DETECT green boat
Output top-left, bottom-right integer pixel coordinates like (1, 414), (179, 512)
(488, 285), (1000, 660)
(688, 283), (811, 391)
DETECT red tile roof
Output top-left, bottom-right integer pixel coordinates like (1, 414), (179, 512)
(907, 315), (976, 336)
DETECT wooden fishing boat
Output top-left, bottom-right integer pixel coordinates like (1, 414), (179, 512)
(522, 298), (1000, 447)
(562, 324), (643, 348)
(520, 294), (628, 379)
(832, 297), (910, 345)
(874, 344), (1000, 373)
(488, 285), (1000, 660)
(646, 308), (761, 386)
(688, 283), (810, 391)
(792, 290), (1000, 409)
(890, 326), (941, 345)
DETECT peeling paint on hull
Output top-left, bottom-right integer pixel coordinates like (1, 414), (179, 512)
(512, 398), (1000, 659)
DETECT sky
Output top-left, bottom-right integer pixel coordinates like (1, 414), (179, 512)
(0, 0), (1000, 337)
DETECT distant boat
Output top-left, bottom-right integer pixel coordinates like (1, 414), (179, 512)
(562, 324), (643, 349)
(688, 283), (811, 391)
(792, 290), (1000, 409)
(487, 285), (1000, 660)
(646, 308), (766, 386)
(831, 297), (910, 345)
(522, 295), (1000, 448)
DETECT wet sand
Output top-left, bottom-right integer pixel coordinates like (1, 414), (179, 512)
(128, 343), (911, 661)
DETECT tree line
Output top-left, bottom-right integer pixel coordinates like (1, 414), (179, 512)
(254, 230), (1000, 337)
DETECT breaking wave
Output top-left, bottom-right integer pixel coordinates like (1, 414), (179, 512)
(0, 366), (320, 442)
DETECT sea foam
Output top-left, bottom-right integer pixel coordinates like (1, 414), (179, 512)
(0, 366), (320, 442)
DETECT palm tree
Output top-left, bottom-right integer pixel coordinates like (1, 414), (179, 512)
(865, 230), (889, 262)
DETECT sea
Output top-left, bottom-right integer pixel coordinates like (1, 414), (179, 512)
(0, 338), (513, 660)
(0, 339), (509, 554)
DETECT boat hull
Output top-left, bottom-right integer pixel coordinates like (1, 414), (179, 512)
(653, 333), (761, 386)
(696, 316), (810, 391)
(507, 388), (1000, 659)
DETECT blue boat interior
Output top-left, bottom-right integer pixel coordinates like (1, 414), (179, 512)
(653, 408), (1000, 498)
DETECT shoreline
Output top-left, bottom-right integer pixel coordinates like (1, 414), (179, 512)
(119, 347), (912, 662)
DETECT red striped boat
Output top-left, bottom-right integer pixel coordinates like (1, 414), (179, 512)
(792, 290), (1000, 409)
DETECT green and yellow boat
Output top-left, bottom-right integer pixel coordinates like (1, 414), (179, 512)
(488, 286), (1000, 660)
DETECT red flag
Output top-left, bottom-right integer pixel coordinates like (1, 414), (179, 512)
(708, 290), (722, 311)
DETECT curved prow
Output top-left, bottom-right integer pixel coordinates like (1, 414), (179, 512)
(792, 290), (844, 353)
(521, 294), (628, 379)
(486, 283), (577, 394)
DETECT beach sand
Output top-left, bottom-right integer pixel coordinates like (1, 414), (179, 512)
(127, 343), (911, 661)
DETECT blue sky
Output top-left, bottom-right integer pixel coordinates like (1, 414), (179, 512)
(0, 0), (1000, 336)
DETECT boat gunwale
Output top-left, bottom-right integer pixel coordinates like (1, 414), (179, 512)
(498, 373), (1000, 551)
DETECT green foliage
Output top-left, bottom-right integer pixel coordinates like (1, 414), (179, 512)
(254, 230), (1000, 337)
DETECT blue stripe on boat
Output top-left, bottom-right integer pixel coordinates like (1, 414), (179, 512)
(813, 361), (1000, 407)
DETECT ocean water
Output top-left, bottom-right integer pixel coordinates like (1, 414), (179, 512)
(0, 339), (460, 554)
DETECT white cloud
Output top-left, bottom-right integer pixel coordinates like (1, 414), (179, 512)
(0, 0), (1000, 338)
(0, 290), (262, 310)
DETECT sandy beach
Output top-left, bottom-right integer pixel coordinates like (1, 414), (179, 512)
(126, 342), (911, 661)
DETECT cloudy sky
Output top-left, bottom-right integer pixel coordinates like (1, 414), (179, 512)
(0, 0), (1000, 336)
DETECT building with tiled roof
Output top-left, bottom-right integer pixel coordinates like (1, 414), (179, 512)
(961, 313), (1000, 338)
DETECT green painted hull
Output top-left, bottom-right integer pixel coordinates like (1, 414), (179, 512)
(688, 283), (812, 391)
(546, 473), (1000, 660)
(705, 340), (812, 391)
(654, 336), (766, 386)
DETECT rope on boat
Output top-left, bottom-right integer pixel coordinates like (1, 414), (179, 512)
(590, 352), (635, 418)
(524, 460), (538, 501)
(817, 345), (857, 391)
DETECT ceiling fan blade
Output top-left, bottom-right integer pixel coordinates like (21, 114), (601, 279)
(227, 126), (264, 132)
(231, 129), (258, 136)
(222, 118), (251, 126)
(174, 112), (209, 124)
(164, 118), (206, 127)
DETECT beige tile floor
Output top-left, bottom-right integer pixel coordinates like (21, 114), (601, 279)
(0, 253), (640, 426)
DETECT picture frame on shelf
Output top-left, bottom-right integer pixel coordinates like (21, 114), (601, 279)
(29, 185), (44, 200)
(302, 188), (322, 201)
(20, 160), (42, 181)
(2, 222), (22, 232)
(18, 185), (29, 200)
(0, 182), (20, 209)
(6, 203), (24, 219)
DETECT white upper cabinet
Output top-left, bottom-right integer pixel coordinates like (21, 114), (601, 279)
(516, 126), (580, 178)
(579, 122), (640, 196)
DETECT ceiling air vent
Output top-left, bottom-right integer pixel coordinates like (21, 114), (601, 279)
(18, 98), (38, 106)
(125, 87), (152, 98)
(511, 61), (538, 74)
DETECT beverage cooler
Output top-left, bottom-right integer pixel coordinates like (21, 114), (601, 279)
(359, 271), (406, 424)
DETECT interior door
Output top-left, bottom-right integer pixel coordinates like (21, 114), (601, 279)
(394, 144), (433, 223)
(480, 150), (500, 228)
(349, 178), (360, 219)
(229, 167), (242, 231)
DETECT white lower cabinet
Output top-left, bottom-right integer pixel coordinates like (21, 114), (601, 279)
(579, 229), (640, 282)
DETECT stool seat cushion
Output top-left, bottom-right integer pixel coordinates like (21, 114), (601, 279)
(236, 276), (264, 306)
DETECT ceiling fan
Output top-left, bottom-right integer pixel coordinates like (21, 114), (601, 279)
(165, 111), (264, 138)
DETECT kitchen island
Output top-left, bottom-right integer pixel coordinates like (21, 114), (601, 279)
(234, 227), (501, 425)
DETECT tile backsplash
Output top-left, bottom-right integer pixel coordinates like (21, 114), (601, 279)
#####
→ **Task prompt**
Rewrite the rows from the very first line through the line with "(907, 315), (976, 336)", both included, copying the requests unchanged. Multiply every pixel coordinate in the answers by 0.3 and round to whole numbers, rounding halves up, but leave the sample coordinates in the requests as they are.

→ **Worked answer**
DETECT green boat
Output top-left, bottom-right integer pixel coordinates like (1, 414), (179, 512)
(146, 86), (300, 198)
(206, 85), (243, 117)
DETECT red tile roof
Output top-left, bottom-right integer pixel coordinates like (1, 414), (179, 512)
(272, 95), (293, 101)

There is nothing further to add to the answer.